Then, in 2001, he wrote The Three Roads to Quantum Gravity, which argued that differing approaches to the problem of quantum gravity (string theory, M-Theory, and loop quantum gravity) could work together to come up with an underlying theory of quantum gravity. This was a controversial stance within the physics community because string theory and M-Theory are both highly prominent theories that have been developed and worked on by a large number of scientists over the previous couple of decades ... while loop quantum gravity was an approach which Smolin himself had helped to develop and pioneer, but which had nowhere near the same amount of acceptance within the theoretical physics community.
In other words, The Three Roads to Quantum Gravity was seen by some as an attempt to artificially elevate Smolin's own pet theory to equal status with the prevailing approach to quantum gravity, even though many theoretical physicists did not believe it earned that status.

(Collected data)
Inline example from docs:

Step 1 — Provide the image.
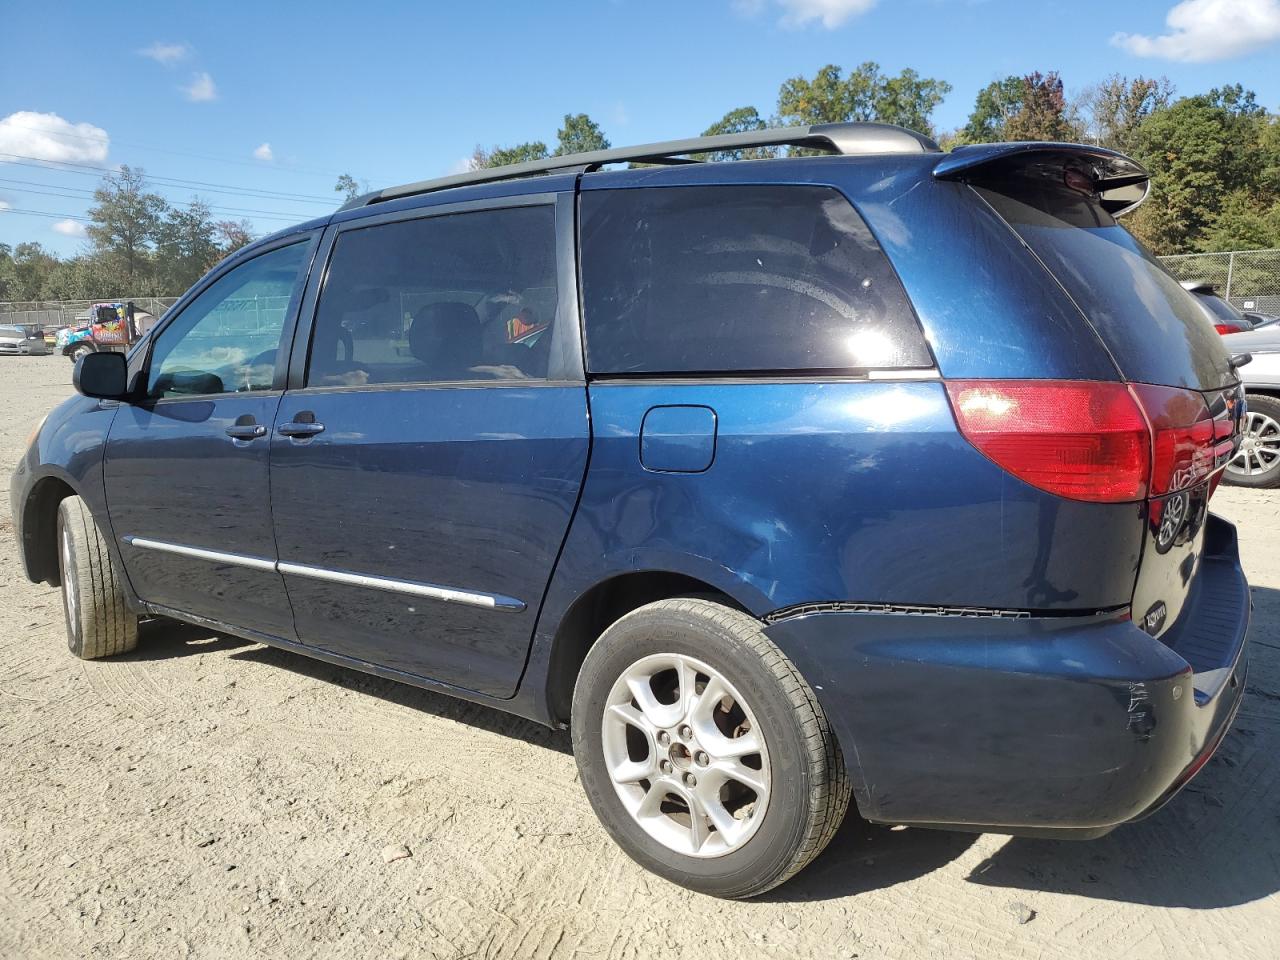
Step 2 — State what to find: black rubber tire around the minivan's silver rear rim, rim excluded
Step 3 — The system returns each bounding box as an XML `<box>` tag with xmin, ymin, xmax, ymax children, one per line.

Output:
<box><xmin>571</xmin><ymin>599</ymin><xmax>849</xmax><ymax>899</ymax></box>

▶ YOUR GOAL
Extend the passage about Smolin's quantum gravity book, picking up right after its final sentence. This data has no connection to the passage about Smolin's quantum gravity book.

▶ EXERCISE ANSWER
In his 2006 The Trouble With Physics: The Rise of String Theory, the Fall of a Science, and What Comes Next, Smolin goes even further, claiming that the approach at the heart of string theory is fundamentally harming physics itself. In this book, he outlined 5 great problems in theoretical physics which, while still a controversial list, basically hits the mark of a number of things that theoretical physics really can't explain without speculating well beyond the foundation provided by the current evidence. He points out that string theory has failed to solve this problem ... or even to anticipate that some of these problems would arise. Needless to say, for a community that had spent three decades investing time, energy, and resources into developing string theory, this was not a welcome book, and the "string wars" have certainly had some memorable exchanges, even informing romantic breakdowns on television's The Big Bang Theory.
The current book that I'm about to review is just as controversial ... if not moreso. I found it an engaging book and am certainly recommending it, but it should be read with a great deal of care and skepticism. As I will discuss in the review, many aspects of Smolin's approach involves assumptions of his own which are, at best, no more certain than the assumptions he is trying to argue against.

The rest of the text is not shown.